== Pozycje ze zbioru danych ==
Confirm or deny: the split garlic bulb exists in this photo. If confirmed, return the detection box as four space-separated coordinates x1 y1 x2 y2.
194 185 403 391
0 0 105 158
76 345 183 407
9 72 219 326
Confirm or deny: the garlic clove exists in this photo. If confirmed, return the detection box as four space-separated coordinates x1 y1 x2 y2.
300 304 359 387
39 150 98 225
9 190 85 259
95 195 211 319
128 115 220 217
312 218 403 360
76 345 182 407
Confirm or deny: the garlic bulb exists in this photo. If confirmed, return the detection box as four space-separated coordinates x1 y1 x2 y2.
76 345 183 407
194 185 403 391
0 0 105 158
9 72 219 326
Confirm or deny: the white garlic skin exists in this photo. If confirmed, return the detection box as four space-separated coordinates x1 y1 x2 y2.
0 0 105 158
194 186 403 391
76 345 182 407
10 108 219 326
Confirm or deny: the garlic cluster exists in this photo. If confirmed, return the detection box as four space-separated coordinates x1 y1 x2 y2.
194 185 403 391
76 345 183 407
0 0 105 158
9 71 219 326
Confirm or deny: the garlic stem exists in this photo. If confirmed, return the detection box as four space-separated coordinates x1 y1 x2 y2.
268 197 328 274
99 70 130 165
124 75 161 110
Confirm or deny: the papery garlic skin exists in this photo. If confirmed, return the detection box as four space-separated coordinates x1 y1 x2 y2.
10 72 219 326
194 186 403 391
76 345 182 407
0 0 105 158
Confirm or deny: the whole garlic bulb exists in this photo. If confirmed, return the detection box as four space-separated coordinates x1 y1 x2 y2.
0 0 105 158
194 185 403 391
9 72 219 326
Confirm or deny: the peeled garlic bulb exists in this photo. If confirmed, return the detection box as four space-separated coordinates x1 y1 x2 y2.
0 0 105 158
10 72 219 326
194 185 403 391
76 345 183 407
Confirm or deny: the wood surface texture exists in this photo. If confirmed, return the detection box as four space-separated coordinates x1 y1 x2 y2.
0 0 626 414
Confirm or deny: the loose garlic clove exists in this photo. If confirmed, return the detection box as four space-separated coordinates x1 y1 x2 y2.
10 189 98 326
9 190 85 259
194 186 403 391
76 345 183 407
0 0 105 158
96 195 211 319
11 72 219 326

== POLECENIE ==
Zapisz wpisy od linii z „Confirm or deny: the garlic cluster” do linii z „124 75 161 110” jako CSV o dwóch kolumnach, „polecenie” i „odpowiedź”, z jednym wierszem na każde polecenie razem z jego odpowiedzią. Każdą wartość umieść w osobnym polu w cudzysłowie, a podziały linii zamień na spacje.

== ODPOWIEDŹ ==
polecenie,odpowiedź
"Confirm or deny: the garlic cluster exists in this photo. If confirmed, return the detection box as four space-separated coordinates x1 y1 x2 y2.","194 185 403 391 76 345 183 407 0 0 105 158 9 71 219 326"
"Confirm or deny: the garlic stem exists in this photo. If confirmed, return the detection box as four space-separated coordinates x1 y1 x2 y2.","268 197 328 274 99 70 130 165 124 75 161 110"